> _Task details_
Set every entry down again exactly, excluding any pictures.

※ ※ ※

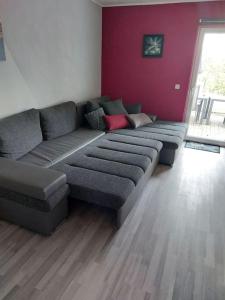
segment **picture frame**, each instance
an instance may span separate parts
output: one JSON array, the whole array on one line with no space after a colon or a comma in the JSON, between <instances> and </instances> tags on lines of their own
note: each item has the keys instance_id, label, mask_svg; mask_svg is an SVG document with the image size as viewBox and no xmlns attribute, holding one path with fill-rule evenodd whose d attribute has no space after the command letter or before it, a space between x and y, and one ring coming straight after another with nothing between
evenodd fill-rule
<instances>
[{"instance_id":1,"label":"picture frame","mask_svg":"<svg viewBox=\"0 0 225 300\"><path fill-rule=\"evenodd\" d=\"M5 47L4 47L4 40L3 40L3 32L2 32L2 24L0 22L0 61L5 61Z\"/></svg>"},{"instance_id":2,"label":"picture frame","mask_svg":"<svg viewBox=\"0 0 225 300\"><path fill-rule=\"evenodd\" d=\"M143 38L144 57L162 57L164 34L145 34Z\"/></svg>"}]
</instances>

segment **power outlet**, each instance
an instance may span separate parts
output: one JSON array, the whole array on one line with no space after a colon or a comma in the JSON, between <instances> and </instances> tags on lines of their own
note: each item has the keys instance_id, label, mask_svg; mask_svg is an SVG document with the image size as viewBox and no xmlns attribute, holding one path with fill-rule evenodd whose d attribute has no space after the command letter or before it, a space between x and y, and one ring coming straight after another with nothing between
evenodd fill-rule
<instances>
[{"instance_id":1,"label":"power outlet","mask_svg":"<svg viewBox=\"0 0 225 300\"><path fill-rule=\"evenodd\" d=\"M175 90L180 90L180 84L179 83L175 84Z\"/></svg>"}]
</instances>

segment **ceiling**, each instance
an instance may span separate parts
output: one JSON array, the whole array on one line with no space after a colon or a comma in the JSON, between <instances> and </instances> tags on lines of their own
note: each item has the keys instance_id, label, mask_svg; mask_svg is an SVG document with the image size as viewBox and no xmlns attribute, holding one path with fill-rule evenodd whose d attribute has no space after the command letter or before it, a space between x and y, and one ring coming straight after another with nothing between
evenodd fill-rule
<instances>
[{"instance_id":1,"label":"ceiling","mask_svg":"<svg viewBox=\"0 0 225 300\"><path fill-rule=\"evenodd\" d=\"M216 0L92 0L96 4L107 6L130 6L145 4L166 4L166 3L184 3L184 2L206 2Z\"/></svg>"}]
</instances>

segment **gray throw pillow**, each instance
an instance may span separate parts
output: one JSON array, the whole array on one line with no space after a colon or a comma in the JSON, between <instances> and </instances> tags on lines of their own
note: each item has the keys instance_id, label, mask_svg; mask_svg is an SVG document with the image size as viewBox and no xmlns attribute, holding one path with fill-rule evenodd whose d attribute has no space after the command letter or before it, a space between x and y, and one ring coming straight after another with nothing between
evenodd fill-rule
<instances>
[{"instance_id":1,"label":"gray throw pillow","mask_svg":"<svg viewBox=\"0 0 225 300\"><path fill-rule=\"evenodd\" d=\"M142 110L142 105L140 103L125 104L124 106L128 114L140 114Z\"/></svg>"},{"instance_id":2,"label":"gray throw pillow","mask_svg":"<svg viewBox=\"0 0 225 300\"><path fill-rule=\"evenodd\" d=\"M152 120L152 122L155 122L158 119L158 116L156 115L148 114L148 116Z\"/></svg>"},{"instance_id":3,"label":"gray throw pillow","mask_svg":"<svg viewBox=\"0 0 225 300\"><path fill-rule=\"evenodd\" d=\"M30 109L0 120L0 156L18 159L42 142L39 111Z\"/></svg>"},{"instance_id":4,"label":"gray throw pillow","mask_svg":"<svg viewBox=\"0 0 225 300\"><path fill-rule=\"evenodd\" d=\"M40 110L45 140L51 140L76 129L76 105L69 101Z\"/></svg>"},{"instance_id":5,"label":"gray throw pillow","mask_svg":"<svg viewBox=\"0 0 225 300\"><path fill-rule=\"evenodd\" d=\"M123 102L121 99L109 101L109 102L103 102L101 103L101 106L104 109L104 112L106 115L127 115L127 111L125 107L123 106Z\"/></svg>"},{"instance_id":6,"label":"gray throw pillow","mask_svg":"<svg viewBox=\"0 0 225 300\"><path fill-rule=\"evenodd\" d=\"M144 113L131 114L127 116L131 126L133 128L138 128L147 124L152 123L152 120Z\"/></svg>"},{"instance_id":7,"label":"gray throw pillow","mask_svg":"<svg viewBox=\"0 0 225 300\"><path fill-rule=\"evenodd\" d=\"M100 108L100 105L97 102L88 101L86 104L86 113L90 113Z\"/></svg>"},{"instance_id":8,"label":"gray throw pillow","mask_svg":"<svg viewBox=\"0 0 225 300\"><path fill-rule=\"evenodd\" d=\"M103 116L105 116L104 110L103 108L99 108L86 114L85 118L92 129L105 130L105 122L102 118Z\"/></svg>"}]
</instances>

※ ※ ※

> _The answer_
segment **picture frame**, each instance
an instance may span separate parts
output: one JSON array, the whole array on one line with no space after a colon or a comma in the JSON, between <instances> and </instances> tags on lines of their own
note: each item has the keys instance_id, label, mask_svg; mask_svg is an SVG document with the image size as viewBox and no xmlns attribute, holding one path with fill-rule evenodd whose d attribute has no space after the command letter or before it, a space between x and y, and one ring coming straight after another with nothing between
evenodd fill-rule
<instances>
[{"instance_id":1,"label":"picture frame","mask_svg":"<svg viewBox=\"0 0 225 300\"><path fill-rule=\"evenodd\" d=\"M5 47L4 47L4 40L3 40L3 32L2 32L2 24L0 22L0 61L5 61Z\"/></svg>"},{"instance_id":2,"label":"picture frame","mask_svg":"<svg viewBox=\"0 0 225 300\"><path fill-rule=\"evenodd\" d=\"M143 38L144 57L162 57L164 34L145 34Z\"/></svg>"}]
</instances>

segment **power outlet**, each instance
an instance may span separate parts
output: one JSON array, the whole array on one line with no space after a colon or a comma in the JSON, between <instances> and </instances> tags on lines of their own
note: each item has the keys instance_id, label, mask_svg; mask_svg is an SVG document with the image size as viewBox and no xmlns attribute, holding one path with fill-rule evenodd whose d attribute has no space after the command letter or before it, a space between x and y, and one ring coming straight after another with nothing between
evenodd fill-rule
<instances>
[{"instance_id":1,"label":"power outlet","mask_svg":"<svg viewBox=\"0 0 225 300\"><path fill-rule=\"evenodd\" d=\"M175 90L180 90L180 84L179 83L175 84Z\"/></svg>"}]
</instances>

segment **ceiling**, each instance
an instance may span separate parts
output: one JSON array, the whole array on one line with no space after a colon or a comma in the JSON, between <instances> and </instances> tags on lines of their own
note: each item has the keys instance_id, label, mask_svg; mask_svg is an SVG document with the image size as viewBox and no xmlns attribute, holding one path with fill-rule evenodd whose d attribute has no space after the command letter or before it, a space between x and y, and one ring coming straight after another with nothing between
evenodd fill-rule
<instances>
[{"instance_id":1,"label":"ceiling","mask_svg":"<svg viewBox=\"0 0 225 300\"><path fill-rule=\"evenodd\" d=\"M216 0L92 0L96 4L107 6L130 6L145 4L166 4L166 3L184 3L184 2L206 2Z\"/></svg>"}]
</instances>

segment **gray throw pillow**, each instance
an instance may span separate parts
output: one JSON array, the whole array on one line with no space after a colon or a comma in the JSON, between <instances> and </instances> tags on lines of their own
note: each item has the keys instance_id, label, mask_svg; mask_svg is an SVG document with the image size as viewBox and no xmlns attribute, holding one path with fill-rule evenodd whose d attribute has no space after the command letter or before it, a space between x and y, and one ring coming straight after another with nothing between
evenodd fill-rule
<instances>
[{"instance_id":1,"label":"gray throw pillow","mask_svg":"<svg viewBox=\"0 0 225 300\"><path fill-rule=\"evenodd\" d=\"M142 110L142 105L140 103L125 104L124 106L128 114L140 114Z\"/></svg>"},{"instance_id":2,"label":"gray throw pillow","mask_svg":"<svg viewBox=\"0 0 225 300\"><path fill-rule=\"evenodd\" d=\"M152 120L152 122L155 122L158 119L158 116L156 115L148 114L148 116Z\"/></svg>"},{"instance_id":3,"label":"gray throw pillow","mask_svg":"<svg viewBox=\"0 0 225 300\"><path fill-rule=\"evenodd\" d=\"M30 109L0 120L0 156L18 159L42 142L39 111Z\"/></svg>"},{"instance_id":4,"label":"gray throw pillow","mask_svg":"<svg viewBox=\"0 0 225 300\"><path fill-rule=\"evenodd\" d=\"M40 110L45 140L51 140L76 129L76 105L69 101Z\"/></svg>"},{"instance_id":5,"label":"gray throw pillow","mask_svg":"<svg viewBox=\"0 0 225 300\"><path fill-rule=\"evenodd\" d=\"M123 102L121 99L109 101L109 102L103 102L101 103L101 106L104 109L104 112L106 115L127 115L127 111L125 107L123 106Z\"/></svg>"},{"instance_id":6,"label":"gray throw pillow","mask_svg":"<svg viewBox=\"0 0 225 300\"><path fill-rule=\"evenodd\" d=\"M144 113L131 114L127 116L131 126L133 128L138 128L147 124L152 123L152 120Z\"/></svg>"},{"instance_id":7,"label":"gray throw pillow","mask_svg":"<svg viewBox=\"0 0 225 300\"><path fill-rule=\"evenodd\" d=\"M100 108L100 105L97 102L88 101L86 104L86 113L90 113Z\"/></svg>"},{"instance_id":8,"label":"gray throw pillow","mask_svg":"<svg viewBox=\"0 0 225 300\"><path fill-rule=\"evenodd\" d=\"M103 116L105 116L104 110L103 108L99 108L86 114L85 118L92 129L105 130L105 122L102 118Z\"/></svg>"}]
</instances>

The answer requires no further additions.